TFG:  Do you see much tension in developing countries
between the need to preserve forests and to the desire to develop
them for economic gain?

Salil Shetty:  The problem is that the discourse
is set by the elites of these countries, because if you ask tribal
indigenous people in these countries you won’t find that tension
because they see that relationship very clearly, because they live
off the land.  But if you’re a macro-policy academic
involved in discussion, that’s totally different from when
you ask people living off the land. 

TFG: So you find that people that are living closer to the
forests and the land they live off of are more in touch with the
idea of protecting their resources?

Salil Shetty:  I do not know if you’re
aware of the famous joint forest management principle that came from
India in the first place—and it’s now used quite widely
in many forestry policies across the world.  And there the logic
was quite simple, to say that the people for whom the forest mattered
the most are the people who are living off the forests, it’s
not the forest guards or the forest department who are most considerate
of the forest.  Indigenous people are the ones that need to
protect the forests more than anyone else.  Yes, there are some
short-term trade-offs and all that, but if you look at it from the
bigger picture sense they’re the last ones who want to destroy
the forest.  Often, when you bring in government officials
with the logic, “we are protecting the forest for you,” in
reality what happens is the officials bring in the loggers and everyone
else and they take the rights to the land from the indigenous people,
along with the minor forest products that they live off entirely.  The
indigenous people don’t actually chop the trees, they use the
products of the trees to live.  Wherever you have forests departments
come in, they prevent these people from taking the products the need
to live under a guise of regulation.

• _TASK TO CARRY OUT_: From the interview, translate this sentence into Spanish: "Indigenous people are the ones that need to protect the forests more than anyone else."

• _GIVEN INFORMATION_:
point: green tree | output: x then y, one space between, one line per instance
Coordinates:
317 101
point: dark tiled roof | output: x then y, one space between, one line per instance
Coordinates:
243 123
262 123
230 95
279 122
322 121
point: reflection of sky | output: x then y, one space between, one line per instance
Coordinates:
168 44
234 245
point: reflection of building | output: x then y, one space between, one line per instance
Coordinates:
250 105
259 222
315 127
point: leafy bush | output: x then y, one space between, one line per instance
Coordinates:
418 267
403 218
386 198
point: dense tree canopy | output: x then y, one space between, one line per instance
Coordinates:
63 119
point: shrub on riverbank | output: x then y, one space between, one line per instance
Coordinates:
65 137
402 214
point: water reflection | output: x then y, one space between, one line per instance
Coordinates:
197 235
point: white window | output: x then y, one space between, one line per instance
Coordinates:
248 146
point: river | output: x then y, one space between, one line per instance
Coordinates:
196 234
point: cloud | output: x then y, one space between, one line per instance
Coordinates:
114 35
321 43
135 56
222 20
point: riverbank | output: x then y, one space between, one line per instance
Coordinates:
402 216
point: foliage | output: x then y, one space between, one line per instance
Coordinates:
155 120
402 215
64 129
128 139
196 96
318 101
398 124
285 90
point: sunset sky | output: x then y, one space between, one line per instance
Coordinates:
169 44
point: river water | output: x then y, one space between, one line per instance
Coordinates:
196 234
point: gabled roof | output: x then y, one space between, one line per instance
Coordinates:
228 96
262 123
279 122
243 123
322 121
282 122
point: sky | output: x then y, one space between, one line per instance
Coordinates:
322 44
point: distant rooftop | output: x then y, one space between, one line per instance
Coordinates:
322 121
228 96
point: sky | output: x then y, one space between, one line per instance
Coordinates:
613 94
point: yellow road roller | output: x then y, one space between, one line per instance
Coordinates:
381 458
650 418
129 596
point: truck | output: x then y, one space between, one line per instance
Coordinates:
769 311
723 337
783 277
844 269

• _EXERCISE RESULT_: Los pueblos indígenas son quienes necesitan proteger los bosques más que nadie.